Check each line of the material for "where" and report how many lines have it, with nothing added.

Segment Open

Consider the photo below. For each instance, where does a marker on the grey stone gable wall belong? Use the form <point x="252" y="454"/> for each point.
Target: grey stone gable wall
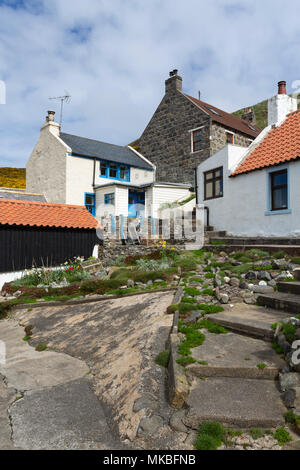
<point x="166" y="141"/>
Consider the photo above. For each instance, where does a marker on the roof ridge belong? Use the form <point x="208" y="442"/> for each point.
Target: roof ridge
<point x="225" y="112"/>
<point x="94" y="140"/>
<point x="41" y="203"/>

Segment Closed
Segment Open

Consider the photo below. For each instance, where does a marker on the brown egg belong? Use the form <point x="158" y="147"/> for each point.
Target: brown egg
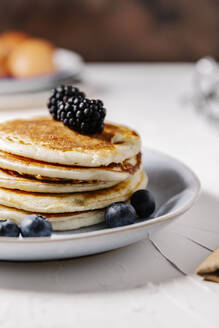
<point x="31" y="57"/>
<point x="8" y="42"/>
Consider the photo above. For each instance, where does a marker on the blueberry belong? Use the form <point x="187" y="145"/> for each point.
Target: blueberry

Segment Closed

* **EXERCISE OUTPUT**
4